BEGIN Data provided
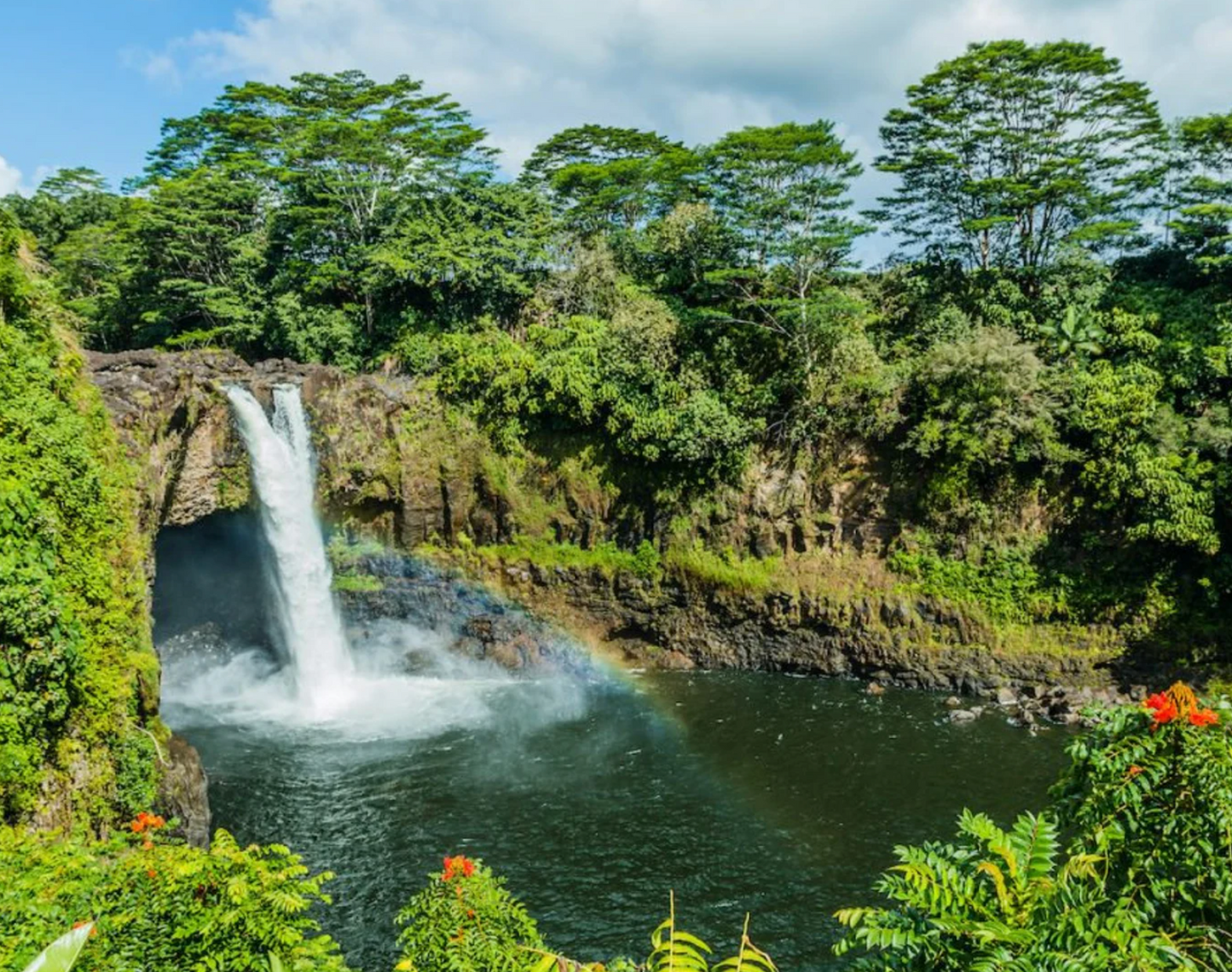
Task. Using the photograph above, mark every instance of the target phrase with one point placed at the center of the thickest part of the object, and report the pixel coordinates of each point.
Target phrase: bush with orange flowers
(1130, 869)
(465, 921)
(159, 905)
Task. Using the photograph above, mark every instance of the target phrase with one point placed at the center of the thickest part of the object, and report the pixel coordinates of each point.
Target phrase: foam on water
(404, 684)
(307, 625)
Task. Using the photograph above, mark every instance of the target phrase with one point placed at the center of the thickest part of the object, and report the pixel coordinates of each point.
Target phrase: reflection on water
(741, 791)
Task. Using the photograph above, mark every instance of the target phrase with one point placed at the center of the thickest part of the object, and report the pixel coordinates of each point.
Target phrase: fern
(748, 958)
(675, 950)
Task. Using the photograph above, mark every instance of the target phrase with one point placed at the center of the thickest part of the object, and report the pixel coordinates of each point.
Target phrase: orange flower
(147, 822)
(459, 866)
(1163, 708)
(1178, 703)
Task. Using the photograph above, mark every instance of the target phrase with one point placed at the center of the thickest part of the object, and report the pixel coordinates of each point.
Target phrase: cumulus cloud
(697, 68)
(10, 177)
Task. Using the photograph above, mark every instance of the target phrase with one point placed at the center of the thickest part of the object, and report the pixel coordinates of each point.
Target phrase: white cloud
(10, 177)
(695, 68)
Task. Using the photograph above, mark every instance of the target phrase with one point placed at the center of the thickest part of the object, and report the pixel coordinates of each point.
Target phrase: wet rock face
(473, 622)
(918, 645)
(397, 461)
(184, 792)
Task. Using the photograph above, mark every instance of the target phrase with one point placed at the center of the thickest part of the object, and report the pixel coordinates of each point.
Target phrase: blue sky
(88, 82)
(75, 94)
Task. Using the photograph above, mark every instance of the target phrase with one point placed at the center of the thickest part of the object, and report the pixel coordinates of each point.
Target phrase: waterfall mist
(307, 625)
(379, 679)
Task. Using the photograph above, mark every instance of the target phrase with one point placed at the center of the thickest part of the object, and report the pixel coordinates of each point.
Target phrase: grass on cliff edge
(78, 673)
(841, 578)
END Data provided
Written instruction: Copy all of the data above word for word, from the first line to the last, but leave the picture out of your copy.

Solution:
Task. Using the photograph above, mark every instance of the target phrase with one point placed at the center of the thickest part of the object, and report the pixel coordinates of each point.
Target phrase: bush with orange flowers
(1130, 869)
(465, 921)
(159, 905)
Task. Using the photograph above, mark every instance of the target phrase with one point placed at the center of the thickest part of the object, and report the pixel coordinates of each point.
Target phrase: foam on water
(404, 684)
(307, 625)
Task. Using the photograph above, mark every instance of the target phrase with one point placed at the center of the thickest part of the object, and report the pixel coordinates of each point.
Target phrase: reflection on water
(741, 791)
Task. Using the photograph above, mark every instance of the target phrase with one point placed at the center of the thickest part of the object, and report the pixel coordinates of each point.
Target phrase: fern
(748, 958)
(675, 950)
Task. Using the photograph above, mark every instance of the target phrase with one point placed at the center of the thickest part of the object, and report the pixel coordinates of each point.
Target phrase: orange flower
(147, 822)
(459, 866)
(1163, 708)
(1178, 703)
Task. Using the photograph above, mark every instance of the target phrase with one point placed at the center of the thickest part of the object, and report the pixel coordinates of each point.
Target phrase: cumulus cloud
(697, 68)
(10, 177)
Task. Using the photograph above, mark every instance of the target phrase with one point placed at the center of the thickest part of the object, and report the pixel coordinates of each point.
Target phrase: white cloud
(10, 177)
(695, 68)
Task. Using the photograph above, mark every instance of the target phrase with one point placed at the center of the thickest part of the object, and report the pixel coordinates of each point.
Target phrase: wet rock face
(473, 622)
(918, 645)
(397, 461)
(184, 792)
Task. Using the photograph above, mark every instance of the target phrase with one point placed at the center of the thickest part of the object, and report the pixel coordinates of each point.
Target phrase: blue sky
(88, 82)
(75, 94)
Task. Using the photograph above, mark every instance of the target phrase with one point placed at the center of the thickest part of the object, and report the pixel coordinates of each point.
Target phrase: waterfall mist
(307, 625)
(379, 679)
Task. Using the photograph above, mark every instance of the target phrase with one point placed at the center of the thickest part of the object, and report the pixel coordinates of each point.
Target phrase: grass on cliff edge
(78, 673)
(841, 578)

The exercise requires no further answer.